§ **Instrucción**
Por favor, continúa el fragmento sobre la profundidad del tiempo a partir de su última frase.

§ **Extracto de página**
# # # # #

“La profundidad del tiempo
es una reciente conquista mía. En el silencio de la casa, cuando durante la
mañana me quedo sola, reencuentro la felicidad de pensar, de recorrer el pasado
adelante y atrás, de escuchar el fluir del presente. Es algo que pocas veces me
había pasado antes. Después de una infancia satisfecha y sin problemas
inmediatos, una adolescencia pobre e introvertida y una juventud empecinada, he llegado a una madurez en la que las
cosas y los acontecimientos parecen tener un ritmo más lento, que permite la
reflexión. Del mundo del trabajo, con los chicos ya bastante crecidos, he
sido devuelta a la libertad de mi casa y de mis días. En el humilde y variado
trabajo cotidiano, los pensamientos pueden aflorar, organizarse, clarificarse. El tiempo, antes casi sin dimensiones,
reducido a mero presente debido a una vida apresurada, acosada por un turbión
de obligaciones, de alegrías robadas y de preocupaciones, ahora se despliega en
horas livianas, se dilata y se arrellana, se puebla de resonancias y recuerdos
que poco a poco se recomponen en forma de mosaico, emergiendo en pequeños
remolinos de un magma indistinto que, durante largos años, se ha ido acumulando
en un fondo oscuro y desatendido”.

# # # # #

§ **Listado de datos**
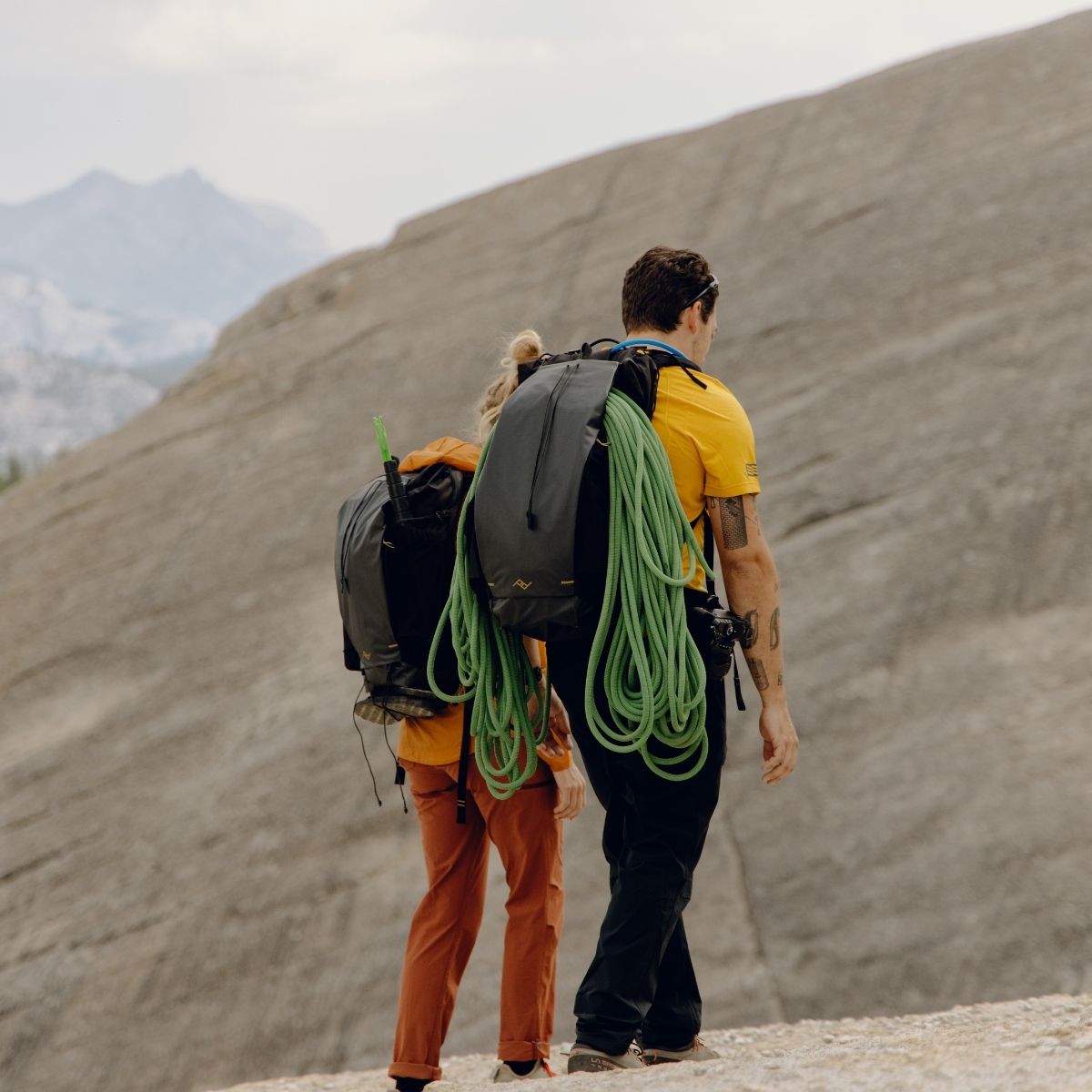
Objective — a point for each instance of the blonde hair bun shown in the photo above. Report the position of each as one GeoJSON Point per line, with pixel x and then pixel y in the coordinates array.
{"type": "Point", "coordinates": [525, 348]}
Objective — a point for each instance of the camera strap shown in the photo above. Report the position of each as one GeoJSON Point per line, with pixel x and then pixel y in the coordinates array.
{"type": "Point", "coordinates": [709, 556]}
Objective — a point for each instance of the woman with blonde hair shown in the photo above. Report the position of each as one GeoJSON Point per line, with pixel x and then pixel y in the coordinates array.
{"type": "Point", "coordinates": [527, 830]}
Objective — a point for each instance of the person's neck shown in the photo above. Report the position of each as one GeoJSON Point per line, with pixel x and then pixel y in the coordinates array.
{"type": "Point", "coordinates": [677, 339]}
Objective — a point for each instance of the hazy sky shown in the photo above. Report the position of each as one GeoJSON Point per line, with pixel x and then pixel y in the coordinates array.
{"type": "Point", "coordinates": [360, 114]}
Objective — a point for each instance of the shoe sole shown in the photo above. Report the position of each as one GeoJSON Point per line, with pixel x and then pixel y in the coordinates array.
{"type": "Point", "coordinates": [596, 1064]}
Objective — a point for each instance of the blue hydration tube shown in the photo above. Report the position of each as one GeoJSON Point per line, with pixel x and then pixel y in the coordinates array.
{"type": "Point", "coordinates": [654, 344]}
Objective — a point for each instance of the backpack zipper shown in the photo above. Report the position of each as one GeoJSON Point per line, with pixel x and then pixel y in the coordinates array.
{"type": "Point", "coordinates": [544, 438]}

# # # # #

§ **Respuesta**
“Hoy no me encuentro en
armonía conmigo misma y desearía poder alejarme de mí. Les he faltado a mis
hijos; he hecho que se sintieran mal con un arranque de impaciente y agresiva
estupidez. A veces el viento de la gracia sopla tan lejos de nosotros que nos
volvemos malos y torpes incluso con las personas que más queremos.
No he escondido mi
mortificación y ya me han perdonado. Los
hijos, con frecuencia, saben ser más comprensivos y maduros que sus padres.
Algunas veces me siento
incómoda en el papel de madre; me siento
inepta, me parece que educo de forma descuidada, que hablo poco, que dejo
escapar en vano estos preciosos años de convivencia con mis hijos, ya tan
mayores. Los miro y los encuentro amables y guapos y pienso en el vacío que
dejarán en mi casa cuando se vayan. Los miro y me parecen aún indefensos y
quisiera poder asumir la carga de dolor que la vida les reserva, a ellos como a
todos. De algún modo, me siento responsable de su felicidad y me pregunto si han recibido las armas y los
instrumentos necesarios para hacer elecciones conscientes, para ser aguerridos
en las pruebas, fuertes en las desilusiones, generosos en el éxito, para
amar y vivir en el significado”.
“Vivo como siempre he
deseado poder vivir: el amor y la existencia compartida, los hijos, la casa y
tantos afectos dentro y fuera de ella. Qué
importa si he trabajado mucho, si el mal vino y se fue, si alguna nube ha
turbado mi horizonte sereno, si los años pasan veloces”.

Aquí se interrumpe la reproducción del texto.